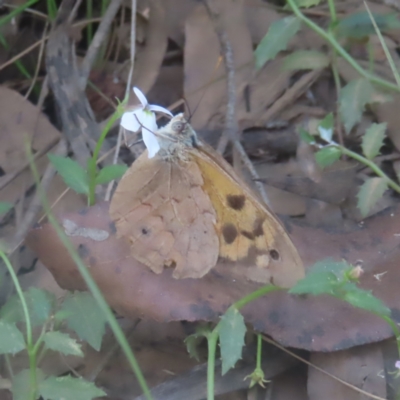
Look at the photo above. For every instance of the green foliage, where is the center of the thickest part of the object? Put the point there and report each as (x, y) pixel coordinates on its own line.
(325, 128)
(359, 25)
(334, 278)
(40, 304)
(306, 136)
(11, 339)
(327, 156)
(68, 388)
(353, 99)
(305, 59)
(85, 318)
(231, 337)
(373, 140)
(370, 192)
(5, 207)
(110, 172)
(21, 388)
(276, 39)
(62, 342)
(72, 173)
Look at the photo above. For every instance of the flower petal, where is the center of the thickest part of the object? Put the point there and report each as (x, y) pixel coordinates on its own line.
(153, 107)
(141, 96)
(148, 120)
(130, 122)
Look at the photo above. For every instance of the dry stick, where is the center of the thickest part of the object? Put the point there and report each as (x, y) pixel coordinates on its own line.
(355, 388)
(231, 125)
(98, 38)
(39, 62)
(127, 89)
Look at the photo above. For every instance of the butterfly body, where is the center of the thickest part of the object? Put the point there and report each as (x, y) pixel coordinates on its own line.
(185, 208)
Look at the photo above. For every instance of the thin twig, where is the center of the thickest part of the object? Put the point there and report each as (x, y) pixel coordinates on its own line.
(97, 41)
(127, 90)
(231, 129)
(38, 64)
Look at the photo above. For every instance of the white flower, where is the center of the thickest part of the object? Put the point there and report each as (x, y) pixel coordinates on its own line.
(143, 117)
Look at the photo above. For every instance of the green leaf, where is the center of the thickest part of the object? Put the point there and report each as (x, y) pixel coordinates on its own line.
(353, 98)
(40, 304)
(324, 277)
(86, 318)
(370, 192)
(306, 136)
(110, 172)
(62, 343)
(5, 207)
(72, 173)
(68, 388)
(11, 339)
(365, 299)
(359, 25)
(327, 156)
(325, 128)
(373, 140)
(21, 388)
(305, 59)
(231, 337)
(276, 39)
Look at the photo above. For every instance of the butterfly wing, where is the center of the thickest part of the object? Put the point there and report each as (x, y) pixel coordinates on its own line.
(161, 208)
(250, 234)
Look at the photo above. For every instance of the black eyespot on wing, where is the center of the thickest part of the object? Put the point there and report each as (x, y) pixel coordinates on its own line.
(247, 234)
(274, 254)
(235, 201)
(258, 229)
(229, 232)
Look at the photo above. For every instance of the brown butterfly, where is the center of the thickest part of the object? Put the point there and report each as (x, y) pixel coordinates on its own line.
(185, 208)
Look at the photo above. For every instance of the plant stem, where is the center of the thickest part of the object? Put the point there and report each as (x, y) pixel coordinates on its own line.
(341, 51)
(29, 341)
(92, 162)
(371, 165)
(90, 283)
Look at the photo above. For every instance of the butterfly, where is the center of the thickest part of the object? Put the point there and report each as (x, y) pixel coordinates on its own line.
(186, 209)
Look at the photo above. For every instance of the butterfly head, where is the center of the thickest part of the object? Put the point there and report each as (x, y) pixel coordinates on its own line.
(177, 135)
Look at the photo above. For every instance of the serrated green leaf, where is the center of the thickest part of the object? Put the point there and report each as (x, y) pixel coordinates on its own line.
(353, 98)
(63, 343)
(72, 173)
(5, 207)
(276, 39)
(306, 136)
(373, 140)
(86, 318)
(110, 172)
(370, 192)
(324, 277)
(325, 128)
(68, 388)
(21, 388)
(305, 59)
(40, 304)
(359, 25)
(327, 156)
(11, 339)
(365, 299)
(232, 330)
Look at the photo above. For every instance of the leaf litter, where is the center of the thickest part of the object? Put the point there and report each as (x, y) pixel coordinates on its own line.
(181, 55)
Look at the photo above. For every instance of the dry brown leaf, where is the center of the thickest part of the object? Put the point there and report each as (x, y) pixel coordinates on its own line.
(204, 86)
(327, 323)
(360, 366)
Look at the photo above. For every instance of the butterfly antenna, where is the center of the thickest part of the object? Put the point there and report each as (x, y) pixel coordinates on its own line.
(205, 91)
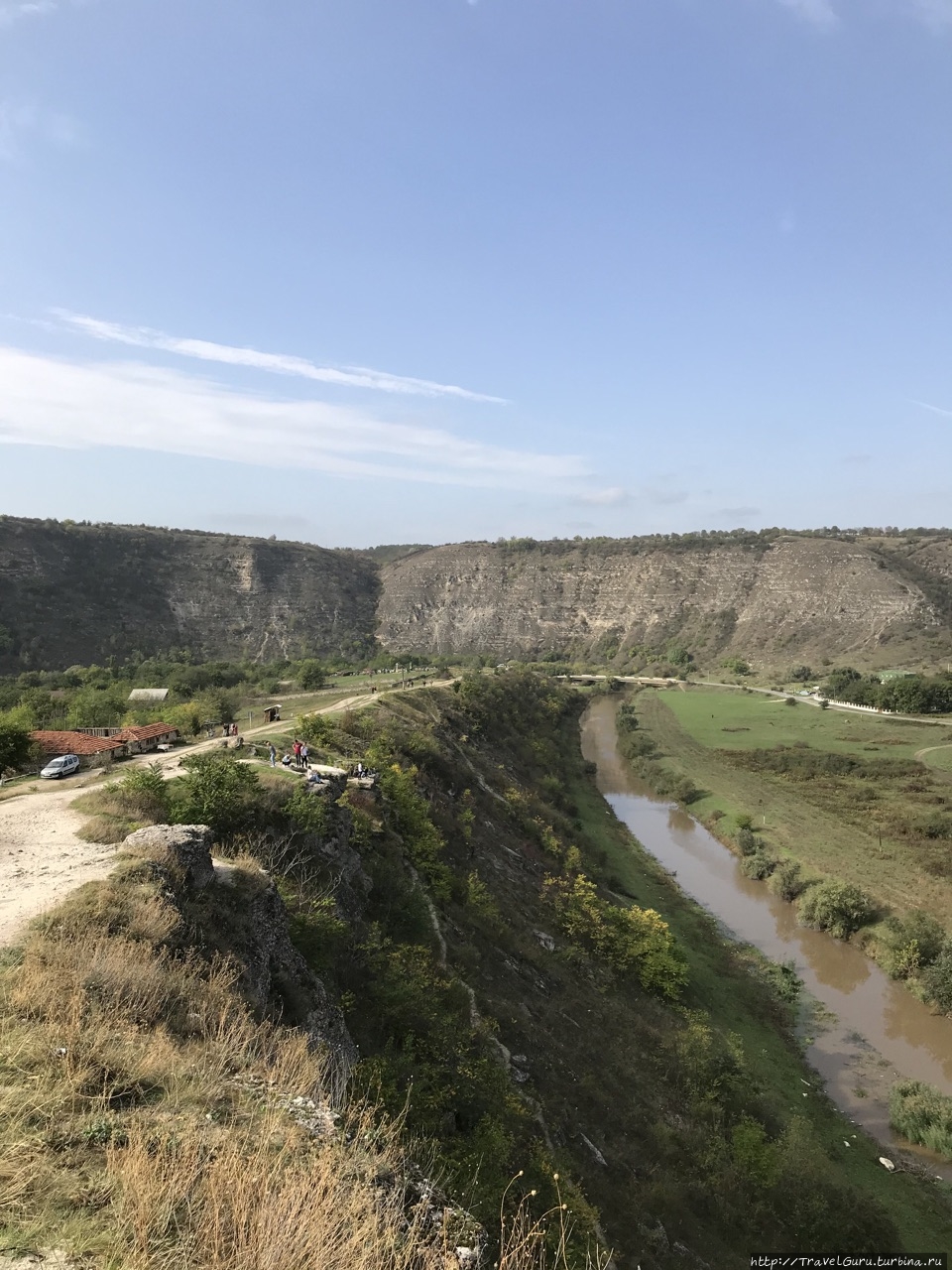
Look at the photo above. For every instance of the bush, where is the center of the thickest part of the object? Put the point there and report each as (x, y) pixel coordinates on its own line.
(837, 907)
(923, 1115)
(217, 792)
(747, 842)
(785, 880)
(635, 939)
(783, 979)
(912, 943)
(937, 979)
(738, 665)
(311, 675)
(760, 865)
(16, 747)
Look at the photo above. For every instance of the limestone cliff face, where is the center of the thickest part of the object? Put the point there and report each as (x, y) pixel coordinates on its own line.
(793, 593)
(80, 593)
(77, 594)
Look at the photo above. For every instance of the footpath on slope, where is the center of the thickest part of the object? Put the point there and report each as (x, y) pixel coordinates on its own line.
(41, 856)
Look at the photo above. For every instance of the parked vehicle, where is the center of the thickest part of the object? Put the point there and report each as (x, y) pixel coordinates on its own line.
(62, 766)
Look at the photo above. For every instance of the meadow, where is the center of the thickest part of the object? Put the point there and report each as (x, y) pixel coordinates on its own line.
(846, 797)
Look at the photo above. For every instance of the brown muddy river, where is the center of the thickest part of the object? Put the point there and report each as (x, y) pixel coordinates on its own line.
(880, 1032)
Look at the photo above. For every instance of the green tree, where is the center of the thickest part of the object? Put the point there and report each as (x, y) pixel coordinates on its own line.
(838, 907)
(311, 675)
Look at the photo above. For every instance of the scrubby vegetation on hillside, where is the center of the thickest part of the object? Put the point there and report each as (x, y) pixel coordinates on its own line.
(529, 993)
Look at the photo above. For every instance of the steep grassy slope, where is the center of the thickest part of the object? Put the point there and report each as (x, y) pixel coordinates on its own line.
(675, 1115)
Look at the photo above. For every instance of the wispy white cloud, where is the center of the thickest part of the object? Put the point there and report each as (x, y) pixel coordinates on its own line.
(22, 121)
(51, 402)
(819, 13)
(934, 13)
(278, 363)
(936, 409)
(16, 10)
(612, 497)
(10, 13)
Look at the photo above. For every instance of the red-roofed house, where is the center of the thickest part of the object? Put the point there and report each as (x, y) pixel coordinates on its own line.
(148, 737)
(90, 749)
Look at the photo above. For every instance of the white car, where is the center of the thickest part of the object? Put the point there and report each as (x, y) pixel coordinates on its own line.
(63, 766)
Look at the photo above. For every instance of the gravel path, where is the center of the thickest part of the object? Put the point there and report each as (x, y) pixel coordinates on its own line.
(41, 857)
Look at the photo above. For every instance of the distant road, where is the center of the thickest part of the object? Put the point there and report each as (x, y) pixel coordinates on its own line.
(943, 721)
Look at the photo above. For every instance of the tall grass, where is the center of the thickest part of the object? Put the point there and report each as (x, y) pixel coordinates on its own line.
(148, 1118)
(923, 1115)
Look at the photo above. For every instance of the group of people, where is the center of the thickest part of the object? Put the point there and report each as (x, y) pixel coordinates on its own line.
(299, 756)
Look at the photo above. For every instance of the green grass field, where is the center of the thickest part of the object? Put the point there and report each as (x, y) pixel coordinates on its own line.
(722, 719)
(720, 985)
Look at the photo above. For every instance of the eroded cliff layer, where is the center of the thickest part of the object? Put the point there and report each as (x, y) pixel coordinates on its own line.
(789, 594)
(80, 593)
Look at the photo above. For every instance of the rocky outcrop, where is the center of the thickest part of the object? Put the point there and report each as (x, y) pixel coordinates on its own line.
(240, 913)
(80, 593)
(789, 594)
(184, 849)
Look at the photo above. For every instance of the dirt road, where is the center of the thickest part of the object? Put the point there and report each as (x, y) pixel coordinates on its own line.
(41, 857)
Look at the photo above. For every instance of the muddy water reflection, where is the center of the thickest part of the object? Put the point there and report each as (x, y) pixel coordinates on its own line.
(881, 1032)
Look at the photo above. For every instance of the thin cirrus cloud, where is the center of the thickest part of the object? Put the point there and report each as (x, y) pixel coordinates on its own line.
--------------------------------
Problem statement: Set down all the data again exactly as above, pictures excluded.

Right answer:
Look at the photo above. For every instance of the green foliage, where is the center of the thickest part of the object? Put the point there and report each as (x, y) pixel coordinates on its own line.
(325, 128)
(359, 25)
(334, 278)
(40, 304)
(306, 136)
(11, 339)
(327, 156)
(68, 388)
(353, 99)
(305, 59)
(85, 318)
(231, 337)
(373, 140)
(370, 192)
(5, 207)
(110, 172)
(21, 388)
(276, 39)
(62, 342)
(72, 173)
Look at the photo above. For every instance of the flower petal, where is the center of the thickest part of the object? Put the point there and report each as (x, y) pixel coordinates on its own line.
(153, 107)
(141, 96)
(148, 120)
(130, 122)
Look at the photo above. For every instance of the dry stick, where is the center of the thickest part of the object? Put the point there and report each as (x, y) pixel coordinates on its own line.
(355, 388)
(231, 125)
(98, 38)
(39, 62)
(127, 89)
Look at the photo above. For every instance of the butterfly body, where is the center of the thickest part of the object? Put the point there and report each as (x, y) pixel coordinates on its own line.
(185, 208)
Look at the photo above. For every instance of the thin twig, where is the center of the thickest part of the object? Put the point there and report each as (x, y) pixel coordinates on its own line.
(97, 41)
(127, 90)
(231, 129)
(38, 64)
Look at the photo above. For every instance of the white flower, where is the center of the thickest part of the object? Put the point there and report each as (x, y) pixel coordinates on its own line.
(143, 117)
Look at the photo above. For every instance of the green leaf, where is the center of the thickest part of the object? Put the point there and report each as (x, y) pixel coordinates on its own line.
(353, 98)
(40, 304)
(324, 277)
(86, 318)
(370, 192)
(306, 136)
(110, 172)
(62, 343)
(5, 207)
(72, 173)
(68, 388)
(11, 339)
(365, 299)
(359, 25)
(327, 156)
(325, 128)
(373, 140)
(21, 388)
(305, 59)
(231, 337)
(276, 39)
Look at the photo above. For every instance of the butterfly wing, where is the center of the thickest part of the object? Put the point there and report each as (x, y) pixel coordinates on its own line.
(161, 208)
(250, 234)
Look at the photo above. For every instance of the black eyespot on wing, where is the center of the thickest part of the object? Put the point there and report each as (x, y) pixel coordinates on its own line.
(247, 234)
(274, 254)
(235, 201)
(258, 229)
(229, 232)
Look at the photo above. For every instance of the brown butterfly, where is the center of the thickest part of the object? Put the point there and report each as (x, y) pixel coordinates on its own line.
(185, 208)
Look at the photo above. For every instance of the plant stem, where is the center of the thickest part of the object? Put the point there and report each as (x, y) pixel coordinates on its own line.
(341, 51)
(29, 341)
(92, 162)
(371, 165)
(90, 283)
Look at the photo above. For every instance of the butterfly, where is the center of the thickest part of the object? Put the point there and report each as (x, y) pixel coordinates on its own line.
(186, 209)
Look at the photo above. For every instance of the butterfly head, where is the center of the thickest part of the object? Put the point there and report each as (x, y) pixel coordinates on its own line.
(177, 135)
Look at the photo above. For every instance of the serrated green leaf, where is the center of the thickest part of the object? Put the point there and report each as (x, y) pixel coordinates on its own line.
(353, 98)
(63, 343)
(72, 173)
(5, 207)
(276, 39)
(306, 136)
(373, 140)
(86, 318)
(110, 172)
(370, 192)
(324, 277)
(325, 128)
(68, 388)
(21, 388)
(305, 59)
(40, 304)
(359, 25)
(327, 156)
(11, 339)
(365, 299)
(232, 330)
Look at the photo above. For every instance of the leaf litter, where is the center of the thickest part of the object? Put the point there and report each as (x, y) pixel coordinates on its own line.
(181, 55)
Look at the photo above. For every instance of the dry brown leaf, where is the center of the thickest part of the object? Put the point there and report each as (x, y) pixel coordinates on its own line.
(204, 86)
(327, 323)
(360, 366)
Look at the photo above. For every instance of the butterfly antenna, where is the center of the thickest part of the object? Put the point there and report each as (x, y) pixel coordinates on its own line.
(205, 91)
Look at the photo above. For every instance of the bush, where is the center of the thickest part of the object? Put the point there and report each as (x, y) pixel coordinates on its own line.
(837, 907)
(923, 1115)
(217, 792)
(747, 842)
(785, 880)
(635, 939)
(783, 979)
(912, 943)
(937, 979)
(738, 665)
(311, 675)
(760, 865)
(16, 747)
Look at the photo above. For every instance of the limestone cliff face, where is the center of the thickest part of the object? Put the point there and report each as (x, y) pixel coordinates on its own line.
(793, 593)
(80, 593)
(77, 594)
Look at the photo above. For every instance of the footpath on slope, where is the center of the thickest part of the object? Put the point there and report each as (x, y) pixel coordinates on its own line.
(41, 856)
Look at the photo above. For every instance of the parked vehicle, where is the center of the thickest part of the object? Put the point there and report each as (x, y) pixel coordinates on its own line.
(62, 766)
Look at the photo above. For every instance of the meadow, where is the center of the thickest part of the object? Put the point there and report each as (x, y) pixel coordinates on its own line.
(846, 797)
Look at the photo above. For every instance of the brown muddy river, where is the center of the thickest part of the object? Put the point there and report each as (x, y) pixel coordinates on its own line.
(880, 1032)
Look at the photo above. For every instance of the green tree, where is the center of the thickest part of the object? Put the point there and report each as (x, y) pixel coordinates on its own line.
(838, 907)
(311, 675)
Look at the photo above. For every instance of the scrubby vegetation on hillside, where is the center of the thickest part of the object? Put the point there and report each as (x, y) pixel coordinates on its own line.
(529, 993)
Look at the photo above. For every instance of the steep grassy slope, where is the center of the thickest part of the object? Put the point there and report each as (x, y) pixel coordinates on its own line.
(675, 1115)
Look at the photo above. For every instance of the wispy white cloud, where is the center of the thickest part of the object? Put the point there and report each as (x, y) pixel coordinates on its own line.
(22, 121)
(51, 402)
(819, 13)
(934, 13)
(278, 363)
(936, 409)
(16, 10)
(612, 497)
(10, 13)
Look at the photo above. For every instance of the red-roofed house, where is the center of the thickest part of the object? Put the point there and report each as (x, y) pixel coordinates on its own line.
(148, 737)
(90, 749)
Look at the photo above. For every instance of the white car, where is the center of the thickest part of the object? Put the point there and report each as (x, y) pixel coordinates on its own line.
(63, 766)
Look at the photo above. For every instance of the gravel path, where is the center of the thickest part of the object? Put the point there and report each as (x, y) pixel coordinates on its own line.
(41, 857)
Look at the photo above. For every instance of the distant road, where is the center of the thickest part of the object? Put the point there and report each as (x, y) pixel coordinates on its own line.
(943, 721)
Look at the photo above. For every instance of the tall grass, where is the center of the thickest part of the object? Put the point there and report each as (x, y) pixel coordinates on its own line.
(148, 1118)
(923, 1115)
Look at the photo above. For every instance of the group of people, where is the center of the thickest part of the object? Put the point there and report each as (x, y) pixel coordinates on its own line.
(299, 756)
Look at the photo above. For every instance of the green grass field, where is the center of the thickest part of the object? Put the point there and report each as (x, y) pixel coordinates on its own line.
(722, 719)
(720, 985)
Look at the photo above. For every instance of the eroded cliff layer, where is the center of the thickest part of the object? Put the point there and report each as (x, y) pixel coordinates on its own line.
(789, 594)
(80, 593)
Look at the photo above. For every instance of the rocky outcrop, where is the center of the thickest part of the object? Put the point there and report each as (x, y) pixel coordinates on its own line.
(240, 913)
(80, 593)
(789, 594)
(184, 849)
Look at the photo above. For every instance of the dirt road, where is the center of the thickest part of the object? Put the point there and report each as (x, y) pixel coordinates on its own line.
(41, 857)
Look at the photo above. For every instance of the muddy water reflection, where is the center of the thickest part of the object? Put the point there and report each as (x, y) pixel coordinates on its own line.
(881, 1032)
Look at the photo above. For every instance of the thin cirrus cloud, where is the center of the thickest part of the object? Put the point there and report each as (x, y) pixel coordinates on its own line.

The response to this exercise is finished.